--- START Data supplied ---
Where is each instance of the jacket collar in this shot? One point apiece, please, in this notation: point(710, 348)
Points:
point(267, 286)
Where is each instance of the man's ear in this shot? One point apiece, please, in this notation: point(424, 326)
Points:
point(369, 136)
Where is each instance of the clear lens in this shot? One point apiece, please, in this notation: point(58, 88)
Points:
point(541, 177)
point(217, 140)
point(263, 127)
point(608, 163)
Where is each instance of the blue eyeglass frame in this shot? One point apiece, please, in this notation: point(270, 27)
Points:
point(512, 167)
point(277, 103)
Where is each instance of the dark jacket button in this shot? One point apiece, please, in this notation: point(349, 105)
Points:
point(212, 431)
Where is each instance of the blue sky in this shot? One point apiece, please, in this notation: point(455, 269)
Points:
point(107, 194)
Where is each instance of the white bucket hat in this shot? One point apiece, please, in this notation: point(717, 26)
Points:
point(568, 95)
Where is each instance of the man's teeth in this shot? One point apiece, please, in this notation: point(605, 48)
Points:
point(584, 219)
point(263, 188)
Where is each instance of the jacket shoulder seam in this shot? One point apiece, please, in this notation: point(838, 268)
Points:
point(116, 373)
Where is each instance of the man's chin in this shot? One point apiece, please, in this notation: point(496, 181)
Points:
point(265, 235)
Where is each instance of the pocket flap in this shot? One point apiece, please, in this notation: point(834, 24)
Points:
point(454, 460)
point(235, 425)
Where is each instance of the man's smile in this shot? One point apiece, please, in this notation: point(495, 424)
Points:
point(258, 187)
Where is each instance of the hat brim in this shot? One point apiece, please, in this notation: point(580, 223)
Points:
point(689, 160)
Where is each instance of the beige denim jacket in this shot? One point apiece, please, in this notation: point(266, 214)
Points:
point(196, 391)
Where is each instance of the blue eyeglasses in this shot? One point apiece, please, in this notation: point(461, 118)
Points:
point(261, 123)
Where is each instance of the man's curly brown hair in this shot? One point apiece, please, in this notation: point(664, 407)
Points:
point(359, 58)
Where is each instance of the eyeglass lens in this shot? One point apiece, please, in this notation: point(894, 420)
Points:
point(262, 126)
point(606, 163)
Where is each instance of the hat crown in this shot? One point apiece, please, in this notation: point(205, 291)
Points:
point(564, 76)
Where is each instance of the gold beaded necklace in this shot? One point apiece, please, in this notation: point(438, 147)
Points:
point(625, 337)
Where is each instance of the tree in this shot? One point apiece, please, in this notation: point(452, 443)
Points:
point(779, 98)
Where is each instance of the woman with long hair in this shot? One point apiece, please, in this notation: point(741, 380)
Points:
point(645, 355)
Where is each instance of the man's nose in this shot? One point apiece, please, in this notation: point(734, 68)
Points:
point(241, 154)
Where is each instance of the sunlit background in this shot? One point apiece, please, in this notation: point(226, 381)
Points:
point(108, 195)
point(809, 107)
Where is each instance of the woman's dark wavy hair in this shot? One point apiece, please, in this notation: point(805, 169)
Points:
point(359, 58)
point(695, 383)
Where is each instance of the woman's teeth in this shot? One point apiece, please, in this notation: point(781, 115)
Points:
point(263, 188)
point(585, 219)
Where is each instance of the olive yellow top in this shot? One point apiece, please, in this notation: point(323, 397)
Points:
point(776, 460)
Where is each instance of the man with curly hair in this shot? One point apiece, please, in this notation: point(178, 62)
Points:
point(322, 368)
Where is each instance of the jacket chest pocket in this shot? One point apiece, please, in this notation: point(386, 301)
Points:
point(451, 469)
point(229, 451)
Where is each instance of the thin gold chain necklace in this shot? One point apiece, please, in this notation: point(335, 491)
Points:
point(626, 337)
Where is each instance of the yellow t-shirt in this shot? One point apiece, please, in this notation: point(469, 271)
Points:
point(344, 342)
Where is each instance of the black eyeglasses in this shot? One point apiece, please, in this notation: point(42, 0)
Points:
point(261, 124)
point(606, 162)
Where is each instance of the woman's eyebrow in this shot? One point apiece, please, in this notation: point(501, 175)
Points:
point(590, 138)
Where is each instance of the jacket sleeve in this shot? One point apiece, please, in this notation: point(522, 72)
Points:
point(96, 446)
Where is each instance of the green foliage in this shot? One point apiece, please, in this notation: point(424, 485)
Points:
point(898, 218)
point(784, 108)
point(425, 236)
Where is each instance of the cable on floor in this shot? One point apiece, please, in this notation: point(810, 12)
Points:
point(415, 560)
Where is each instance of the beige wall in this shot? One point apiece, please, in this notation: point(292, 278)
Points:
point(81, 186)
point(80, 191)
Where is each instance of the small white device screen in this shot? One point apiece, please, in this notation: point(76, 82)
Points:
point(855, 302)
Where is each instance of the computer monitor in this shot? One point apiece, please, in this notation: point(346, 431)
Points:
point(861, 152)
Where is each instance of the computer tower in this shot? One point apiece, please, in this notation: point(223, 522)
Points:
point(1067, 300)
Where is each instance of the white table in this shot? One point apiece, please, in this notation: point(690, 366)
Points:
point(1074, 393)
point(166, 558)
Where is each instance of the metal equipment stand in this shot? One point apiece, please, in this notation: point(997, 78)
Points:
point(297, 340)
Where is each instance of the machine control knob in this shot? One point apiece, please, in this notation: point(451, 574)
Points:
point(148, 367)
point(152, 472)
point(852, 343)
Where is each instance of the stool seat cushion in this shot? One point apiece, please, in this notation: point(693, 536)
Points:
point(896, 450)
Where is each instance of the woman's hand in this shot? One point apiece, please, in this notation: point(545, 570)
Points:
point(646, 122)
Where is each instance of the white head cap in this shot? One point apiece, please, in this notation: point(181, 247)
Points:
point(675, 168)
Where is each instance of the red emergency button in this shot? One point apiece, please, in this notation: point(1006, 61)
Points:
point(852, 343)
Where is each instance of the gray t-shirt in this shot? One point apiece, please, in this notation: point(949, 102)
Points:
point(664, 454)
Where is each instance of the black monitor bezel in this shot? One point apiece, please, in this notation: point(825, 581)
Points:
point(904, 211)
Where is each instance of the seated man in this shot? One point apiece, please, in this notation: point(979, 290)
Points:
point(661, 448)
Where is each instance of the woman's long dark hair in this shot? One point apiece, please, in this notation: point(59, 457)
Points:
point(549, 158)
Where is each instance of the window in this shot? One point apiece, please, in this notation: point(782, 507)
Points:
--- END Data supplied ---
The exercise.
Reproduce only the material starting with the line that contains "Where is each instance of the blue eyeglasses" and going on through the line that contains "point(809, 107)", substituting "each" for every "apiece" and keeping everything else unchanged.

The result.
Where is each instance of the blue eyeglasses in this shot? One point each, please, in this notation: point(461, 118)
Points:
point(261, 123)
Where is each instance of the man's curly brown hair in this shot? One point each, please, in this notation: point(664, 407)
Points:
point(359, 58)
Where is each instance of the eyeglass lens in this shot? One point each, please, in this notation: point(894, 420)
Points:
point(262, 126)
point(606, 163)
Where is each instance of the hat crown in this shot? One point each, please, in this notation: point(205, 291)
Points:
point(564, 76)
Where is each instance of the gold beaded necklace in this shot? One point each, please, in this notation: point(438, 147)
Points:
point(625, 337)
Where is each instance of the tree in this shot? One point each, please, in this notation: point(452, 443)
Points:
point(779, 98)
Where is each instance of the woman with long hair in this shot? One point each, please, in this notation: point(741, 380)
Points:
point(645, 355)
Where is each instance of the man's nose in this shot? One point each, please, in this notation: point(734, 68)
Points:
point(241, 154)
Where is each instance of the sunlit background in this shot? One point each, please, in this notation: point(226, 381)
Points:
point(108, 195)
point(809, 107)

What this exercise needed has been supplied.